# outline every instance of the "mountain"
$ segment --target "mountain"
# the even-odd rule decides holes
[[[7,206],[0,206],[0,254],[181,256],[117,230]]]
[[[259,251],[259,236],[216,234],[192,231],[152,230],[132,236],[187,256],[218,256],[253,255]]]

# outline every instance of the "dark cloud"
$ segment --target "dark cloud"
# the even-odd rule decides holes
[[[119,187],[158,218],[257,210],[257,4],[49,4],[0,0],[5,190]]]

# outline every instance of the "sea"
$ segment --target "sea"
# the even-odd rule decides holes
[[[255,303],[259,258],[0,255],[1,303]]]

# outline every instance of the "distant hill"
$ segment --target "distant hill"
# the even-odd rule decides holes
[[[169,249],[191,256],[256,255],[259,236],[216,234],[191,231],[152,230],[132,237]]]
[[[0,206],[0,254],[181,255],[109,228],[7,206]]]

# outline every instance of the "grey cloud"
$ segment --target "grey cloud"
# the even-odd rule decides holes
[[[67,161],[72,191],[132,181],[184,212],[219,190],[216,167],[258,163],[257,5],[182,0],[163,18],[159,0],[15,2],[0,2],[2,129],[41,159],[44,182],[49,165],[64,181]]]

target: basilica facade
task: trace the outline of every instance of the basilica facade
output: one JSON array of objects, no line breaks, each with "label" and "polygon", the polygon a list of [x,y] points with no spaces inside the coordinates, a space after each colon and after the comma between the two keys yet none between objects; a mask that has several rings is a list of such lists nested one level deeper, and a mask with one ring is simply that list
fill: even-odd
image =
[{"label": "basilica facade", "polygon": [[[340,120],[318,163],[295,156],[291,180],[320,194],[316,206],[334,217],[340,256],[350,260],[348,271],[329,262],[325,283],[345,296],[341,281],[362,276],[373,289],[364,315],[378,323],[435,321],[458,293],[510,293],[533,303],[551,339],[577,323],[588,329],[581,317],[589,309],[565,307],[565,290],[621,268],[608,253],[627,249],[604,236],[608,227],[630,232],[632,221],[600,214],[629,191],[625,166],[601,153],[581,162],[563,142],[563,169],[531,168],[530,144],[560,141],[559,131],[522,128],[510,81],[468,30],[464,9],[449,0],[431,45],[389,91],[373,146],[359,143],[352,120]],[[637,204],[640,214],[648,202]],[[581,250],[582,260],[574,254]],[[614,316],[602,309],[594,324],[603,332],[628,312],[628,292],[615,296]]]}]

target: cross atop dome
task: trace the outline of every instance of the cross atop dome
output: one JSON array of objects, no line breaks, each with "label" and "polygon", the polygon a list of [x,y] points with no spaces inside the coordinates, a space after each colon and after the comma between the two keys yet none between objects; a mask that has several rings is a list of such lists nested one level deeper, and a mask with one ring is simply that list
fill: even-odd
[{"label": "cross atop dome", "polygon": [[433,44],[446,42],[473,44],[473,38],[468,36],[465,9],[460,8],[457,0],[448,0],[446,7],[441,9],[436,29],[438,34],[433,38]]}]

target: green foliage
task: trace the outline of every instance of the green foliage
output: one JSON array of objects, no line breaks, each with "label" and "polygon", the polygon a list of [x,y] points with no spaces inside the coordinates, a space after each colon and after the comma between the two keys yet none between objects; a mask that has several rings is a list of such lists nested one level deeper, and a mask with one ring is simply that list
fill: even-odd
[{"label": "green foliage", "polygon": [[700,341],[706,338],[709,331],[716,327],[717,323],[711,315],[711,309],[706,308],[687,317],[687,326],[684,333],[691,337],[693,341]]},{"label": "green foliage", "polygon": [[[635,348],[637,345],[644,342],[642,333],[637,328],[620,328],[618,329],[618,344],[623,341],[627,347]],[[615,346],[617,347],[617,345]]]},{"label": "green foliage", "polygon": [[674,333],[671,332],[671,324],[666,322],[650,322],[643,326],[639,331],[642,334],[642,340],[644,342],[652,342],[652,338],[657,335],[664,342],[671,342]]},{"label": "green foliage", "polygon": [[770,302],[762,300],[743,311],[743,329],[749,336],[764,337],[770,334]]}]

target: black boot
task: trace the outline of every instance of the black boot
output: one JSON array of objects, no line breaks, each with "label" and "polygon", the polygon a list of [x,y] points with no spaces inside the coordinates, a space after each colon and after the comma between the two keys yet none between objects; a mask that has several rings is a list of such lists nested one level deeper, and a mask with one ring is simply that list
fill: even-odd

——

:: THE PROBLEM ::
Restate every entry word for word.

:: WRITTEN RESPONSE ::
# outline every instance of the "mountain"
$ segment --target "mountain"
# the even-odd rule decides holes
[[[7,206],[0,206],[0,254],[181,256],[117,230]]]
[[[259,251],[259,236],[216,234],[192,231],[152,230],[132,236],[187,256],[218,256],[253,255]]]

# outline every instance of the "dark cloud"
$ segment --target "dark cloud"
# the even-odd rule decides holes
[[[119,187],[158,218],[257,210],[257,4],[49,4],[0,0],[5,190]]]

# outline every instance of the "sea"
$ segment --target "sea"
# the even-odd rule decides holes
[[[255,303],[259,258],[0,255],[1,303]]]

# outline every instance of the "distant hill"
$ segment --target "distant hill"
# the even-odd rule decides holes
[[[169,249],[191,256],[256,255],[259,236],[216,234],[191,231],[152,230],[132,237]]]
[[[0,206],[0,254],[181,255],[109,228],[7,206]]]

# outline every instance of the "grey cloud"
$ segment --target "grey cloud"
# the even-odd rule decides holes
[[[67,161],[72,191],[132,181],[184,212],[219,190],[216,167],[258,163],[257,5],[182,0],[163,18],[159,0],[15,2],[0,2],[2,129],[41,159],[44,182],[49,165],[64,181]]]

target: basilica facade
task: trace the outline of every instance of the basilica facade
output: one JSON array of objects, no line breaks, each with "label" and "polygon", the polygon a list of [x,y] points with no spaces inside the coordinates, a space after each colon and after the comma between the two keys yet none between objects; a mask that has several rings is a list of such lists nested one level deeper, and a mask with one ring is simply that list
fill: even-odd
image =
[{"label": "basilica facade", "polygon": [[[340,120],[318,163],[295,156],[291,180],[320,194],[316,206],[334,217],[340,256],[350,260],[348,271],[329,262],[325,283],[345,296],[341,281],[362,276],[373,289],[364,315],[378,323],[435,321],[458,293],[510,293],[533,303],[551,339],[577,323],[588,329],[581,317],[589,309],[565,307],[565,290],[621,268],[608,253],[627,249],[604,236],[608,227],[630,232],[632,221],[600,214],[629,191],[625,166],[601,153],[581,162],[563,142],[563,169],[531,168],[530,144],[560,141],[559,131],[522,128],[510,81],[468,30],[464,9],[449,0],[431,45],[389,91],[373,146],[359,143],[352,120]],[[637,204],[640,214],[648,202]],[[581,250],[582,260],[574,254]],[[614,316],[602,309],[594,324],[603,332],[628,312],[628,292],[615,296]]]}]

target: cross atop dome
task: trace the outline of every instance of the cross atop dome
output: one JSON array of objects, no line breaks, each with "label" and "polygon", the polygon a list of [x,y] points with no spaces inside the coordinates, a space after each colon and after the comma between the two keys yet none between objects; a mask that has several rings is a list of such lists nested one level deeper, and a mask with one ring is simply that list
fill: even-odd
[{"label": "cross atop dome", "polygon": [[433,44],[446,42],[473,44],[473,38],[468,36],[465,9],[460,8],[457,0],[448,0],[446,7],[441,9],[436,29],[438,34],[433,38]]}]

target: green foliage
task: trace the outline of every instance of the green foliage
output: one JSON array of objects, no line breaks, each with "label" and "polygon", the polygon a list of [x,y] points with no spaces inside the coordinates, a space after each colon and after the comma between the two keys yet none between objects; a mask that has several rings is a list of such lists nested one level deeper, and a mask with one ring is simply that list
fill: even-odd
[{"label": "green foliage", "polygon": [[700,341],[706,338],[709,331],[716,327],[717,323],[711,315],[711,309],[706,308],[687,317],[687,326],[684,333],[691,337],[693,341]]},{"label": "green foliage", "polygon": [[[635,348],[637,345],[644,342],[642,333],[637,328],[620,328],[618,329],[618,344],[623,341],[627,347]],[[615,346],[617,347],[617,345]]]},{"label": "green foliage", "polygon": [[674,333],[671,332],[671,324],[666,322],[650,322],[643,326],[639,331],[642,334],[642,340],[644,342],[652,342],[652,338],[657,335],[664,342],[671,342]]},{"label": "green foliage", "polygon": [[770,302],[762,300],[743,311],[743,329],[749,336],[764,337],[770,334]]}]

target: black boot
task: trace the outline of every instance of the black boot
output: one JSON array of objects, no line breaks, each with "label" and "polygon", the polygon a list of [x,y] points with no spaces inside the coordinates, a space after each colon and after the comma between the two keys yet none between objects; a mask that has several rings is a list of such lists nested one level deeper, and a mask with one ring is simply that list
fill: even-odd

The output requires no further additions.